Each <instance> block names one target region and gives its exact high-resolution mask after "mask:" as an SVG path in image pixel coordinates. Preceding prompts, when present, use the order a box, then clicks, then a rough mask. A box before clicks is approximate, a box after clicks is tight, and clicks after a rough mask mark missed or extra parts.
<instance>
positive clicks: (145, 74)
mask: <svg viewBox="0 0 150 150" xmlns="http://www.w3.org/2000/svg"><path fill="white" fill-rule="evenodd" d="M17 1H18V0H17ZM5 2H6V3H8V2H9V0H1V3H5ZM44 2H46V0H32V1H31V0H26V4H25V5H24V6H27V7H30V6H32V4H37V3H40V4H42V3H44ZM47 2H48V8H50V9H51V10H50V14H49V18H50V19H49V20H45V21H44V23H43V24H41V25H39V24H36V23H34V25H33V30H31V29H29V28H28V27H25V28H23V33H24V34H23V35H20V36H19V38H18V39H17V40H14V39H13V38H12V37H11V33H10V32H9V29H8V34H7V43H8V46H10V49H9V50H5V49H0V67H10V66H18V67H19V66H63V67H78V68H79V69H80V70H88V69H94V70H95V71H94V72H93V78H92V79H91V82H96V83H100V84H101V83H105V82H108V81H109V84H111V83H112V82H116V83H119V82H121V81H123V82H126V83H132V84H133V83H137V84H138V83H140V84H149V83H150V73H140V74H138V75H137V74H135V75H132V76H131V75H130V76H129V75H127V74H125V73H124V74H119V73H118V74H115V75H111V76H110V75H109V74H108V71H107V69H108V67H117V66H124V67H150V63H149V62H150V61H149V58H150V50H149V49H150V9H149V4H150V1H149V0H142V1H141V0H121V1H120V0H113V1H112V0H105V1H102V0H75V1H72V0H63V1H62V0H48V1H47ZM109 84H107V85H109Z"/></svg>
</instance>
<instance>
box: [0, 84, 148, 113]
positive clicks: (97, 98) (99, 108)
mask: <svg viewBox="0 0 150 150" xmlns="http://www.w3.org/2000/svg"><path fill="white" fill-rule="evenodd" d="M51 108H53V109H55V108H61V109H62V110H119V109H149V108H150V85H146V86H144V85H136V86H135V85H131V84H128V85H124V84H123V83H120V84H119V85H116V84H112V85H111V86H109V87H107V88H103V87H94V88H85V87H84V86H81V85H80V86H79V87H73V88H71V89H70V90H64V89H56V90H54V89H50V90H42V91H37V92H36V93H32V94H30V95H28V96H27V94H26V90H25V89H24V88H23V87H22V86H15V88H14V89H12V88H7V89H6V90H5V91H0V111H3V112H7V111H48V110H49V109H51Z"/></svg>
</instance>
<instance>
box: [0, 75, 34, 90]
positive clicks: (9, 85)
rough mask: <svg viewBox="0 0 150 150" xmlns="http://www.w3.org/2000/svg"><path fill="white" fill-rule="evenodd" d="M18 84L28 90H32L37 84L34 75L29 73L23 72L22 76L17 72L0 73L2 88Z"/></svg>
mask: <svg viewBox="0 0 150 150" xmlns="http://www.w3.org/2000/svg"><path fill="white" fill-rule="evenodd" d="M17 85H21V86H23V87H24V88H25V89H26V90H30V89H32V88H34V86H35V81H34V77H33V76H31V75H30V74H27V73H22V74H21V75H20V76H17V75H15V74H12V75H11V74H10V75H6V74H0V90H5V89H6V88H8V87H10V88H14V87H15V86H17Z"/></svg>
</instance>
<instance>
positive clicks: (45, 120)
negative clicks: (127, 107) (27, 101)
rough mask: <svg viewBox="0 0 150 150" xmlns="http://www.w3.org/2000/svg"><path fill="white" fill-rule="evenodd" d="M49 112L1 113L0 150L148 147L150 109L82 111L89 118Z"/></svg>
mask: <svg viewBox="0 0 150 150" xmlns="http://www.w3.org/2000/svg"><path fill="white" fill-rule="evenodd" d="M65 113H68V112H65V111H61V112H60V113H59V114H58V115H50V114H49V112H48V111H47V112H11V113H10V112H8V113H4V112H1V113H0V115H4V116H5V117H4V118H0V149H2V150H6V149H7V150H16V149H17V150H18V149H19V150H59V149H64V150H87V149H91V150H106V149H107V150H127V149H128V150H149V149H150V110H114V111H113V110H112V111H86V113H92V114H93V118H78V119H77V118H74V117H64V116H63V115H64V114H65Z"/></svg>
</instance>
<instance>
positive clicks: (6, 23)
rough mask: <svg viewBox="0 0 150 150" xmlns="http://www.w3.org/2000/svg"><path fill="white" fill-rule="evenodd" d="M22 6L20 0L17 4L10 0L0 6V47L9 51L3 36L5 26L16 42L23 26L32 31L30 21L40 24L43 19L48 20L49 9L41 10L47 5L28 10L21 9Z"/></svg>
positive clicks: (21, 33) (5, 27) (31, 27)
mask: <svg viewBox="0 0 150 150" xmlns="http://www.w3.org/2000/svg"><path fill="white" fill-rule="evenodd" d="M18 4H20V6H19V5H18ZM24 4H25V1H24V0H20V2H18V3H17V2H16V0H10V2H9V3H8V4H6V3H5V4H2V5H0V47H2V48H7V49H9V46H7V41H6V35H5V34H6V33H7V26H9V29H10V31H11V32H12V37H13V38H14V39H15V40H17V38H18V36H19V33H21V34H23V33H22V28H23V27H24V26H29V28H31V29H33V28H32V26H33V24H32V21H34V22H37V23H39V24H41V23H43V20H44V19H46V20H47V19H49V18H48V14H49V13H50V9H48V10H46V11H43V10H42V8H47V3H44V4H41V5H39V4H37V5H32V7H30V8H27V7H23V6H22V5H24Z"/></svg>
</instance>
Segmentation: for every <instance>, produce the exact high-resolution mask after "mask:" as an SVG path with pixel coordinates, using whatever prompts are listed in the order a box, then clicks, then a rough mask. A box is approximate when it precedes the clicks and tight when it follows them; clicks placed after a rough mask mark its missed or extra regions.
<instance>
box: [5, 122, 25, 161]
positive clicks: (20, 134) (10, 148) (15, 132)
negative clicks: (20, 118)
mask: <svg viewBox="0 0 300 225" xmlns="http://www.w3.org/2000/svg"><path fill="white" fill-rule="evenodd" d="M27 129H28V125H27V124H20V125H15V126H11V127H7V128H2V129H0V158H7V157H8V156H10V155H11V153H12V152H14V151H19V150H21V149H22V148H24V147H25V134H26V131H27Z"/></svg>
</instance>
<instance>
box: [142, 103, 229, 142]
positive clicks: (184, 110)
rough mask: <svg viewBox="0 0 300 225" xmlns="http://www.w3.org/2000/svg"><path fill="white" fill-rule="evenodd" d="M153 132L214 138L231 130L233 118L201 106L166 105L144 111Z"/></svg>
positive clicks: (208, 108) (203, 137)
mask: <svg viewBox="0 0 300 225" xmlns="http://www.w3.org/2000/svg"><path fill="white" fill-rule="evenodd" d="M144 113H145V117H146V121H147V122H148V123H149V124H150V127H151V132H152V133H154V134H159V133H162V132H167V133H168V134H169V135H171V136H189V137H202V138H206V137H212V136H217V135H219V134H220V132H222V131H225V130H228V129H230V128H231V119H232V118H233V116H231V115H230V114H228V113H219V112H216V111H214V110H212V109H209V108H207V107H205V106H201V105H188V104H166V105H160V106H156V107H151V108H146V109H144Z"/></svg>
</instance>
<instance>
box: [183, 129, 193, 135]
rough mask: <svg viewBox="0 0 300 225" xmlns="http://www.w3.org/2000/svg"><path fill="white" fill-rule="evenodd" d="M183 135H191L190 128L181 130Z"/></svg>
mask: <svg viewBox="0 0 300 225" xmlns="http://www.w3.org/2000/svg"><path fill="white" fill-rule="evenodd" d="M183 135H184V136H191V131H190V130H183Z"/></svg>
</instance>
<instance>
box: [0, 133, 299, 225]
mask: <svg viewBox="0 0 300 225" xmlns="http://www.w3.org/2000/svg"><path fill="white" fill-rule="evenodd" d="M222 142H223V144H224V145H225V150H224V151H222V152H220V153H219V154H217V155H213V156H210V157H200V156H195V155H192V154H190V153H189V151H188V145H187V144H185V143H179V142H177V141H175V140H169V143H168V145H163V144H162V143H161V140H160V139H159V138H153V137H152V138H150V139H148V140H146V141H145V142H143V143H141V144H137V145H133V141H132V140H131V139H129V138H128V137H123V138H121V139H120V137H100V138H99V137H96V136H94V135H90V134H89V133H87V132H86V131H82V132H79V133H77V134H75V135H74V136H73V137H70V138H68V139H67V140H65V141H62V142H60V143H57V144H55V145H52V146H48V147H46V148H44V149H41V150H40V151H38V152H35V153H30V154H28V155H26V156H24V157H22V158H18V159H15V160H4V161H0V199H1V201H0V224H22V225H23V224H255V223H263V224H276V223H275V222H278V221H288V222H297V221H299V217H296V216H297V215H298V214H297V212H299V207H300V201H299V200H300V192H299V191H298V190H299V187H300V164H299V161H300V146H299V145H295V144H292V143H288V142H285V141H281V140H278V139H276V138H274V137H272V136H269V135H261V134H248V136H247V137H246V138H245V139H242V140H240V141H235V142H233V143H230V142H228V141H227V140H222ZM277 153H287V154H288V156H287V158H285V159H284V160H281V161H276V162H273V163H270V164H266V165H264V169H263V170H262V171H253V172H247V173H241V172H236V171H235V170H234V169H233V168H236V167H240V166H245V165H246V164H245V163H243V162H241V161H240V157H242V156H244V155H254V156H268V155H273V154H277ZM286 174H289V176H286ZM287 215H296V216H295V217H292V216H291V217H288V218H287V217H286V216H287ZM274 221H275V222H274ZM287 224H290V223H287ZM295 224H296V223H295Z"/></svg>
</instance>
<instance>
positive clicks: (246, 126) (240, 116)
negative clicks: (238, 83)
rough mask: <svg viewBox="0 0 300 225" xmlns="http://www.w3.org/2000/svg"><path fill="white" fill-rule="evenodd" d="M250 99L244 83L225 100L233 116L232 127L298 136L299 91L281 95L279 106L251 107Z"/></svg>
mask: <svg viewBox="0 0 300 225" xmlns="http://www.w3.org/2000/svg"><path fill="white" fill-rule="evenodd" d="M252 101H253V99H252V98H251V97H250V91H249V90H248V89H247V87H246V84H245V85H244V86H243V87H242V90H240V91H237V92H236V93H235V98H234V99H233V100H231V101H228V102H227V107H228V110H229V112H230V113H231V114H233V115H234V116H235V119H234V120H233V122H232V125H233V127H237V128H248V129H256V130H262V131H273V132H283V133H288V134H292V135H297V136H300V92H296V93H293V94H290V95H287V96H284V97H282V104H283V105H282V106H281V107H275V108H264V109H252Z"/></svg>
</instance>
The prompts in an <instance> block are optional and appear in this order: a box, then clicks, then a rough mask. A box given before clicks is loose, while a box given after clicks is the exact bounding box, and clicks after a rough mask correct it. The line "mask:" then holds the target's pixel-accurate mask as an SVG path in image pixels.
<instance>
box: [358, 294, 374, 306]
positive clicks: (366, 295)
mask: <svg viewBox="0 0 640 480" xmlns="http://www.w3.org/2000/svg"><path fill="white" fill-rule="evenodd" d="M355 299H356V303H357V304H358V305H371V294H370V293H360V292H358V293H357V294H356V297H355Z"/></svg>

▶ [Your assignment] Print the data word for word, starting at the beginning of the data and ending at the line that contains "positive clicks: (145, 74)".

▶ [Your solution]
Each <instance> block names one target region and gives its exact high-resolution mask after "mask:" as an SVG path in image pixel coordinates. Preceding prompts, when present, use the order a box, then clicks, then a rough mask. A box before clicks is approximate, a box after clicks is tight, and clicks after a rough mask mark missed or extra parts.
<instance>
positive clicks: (145, 74)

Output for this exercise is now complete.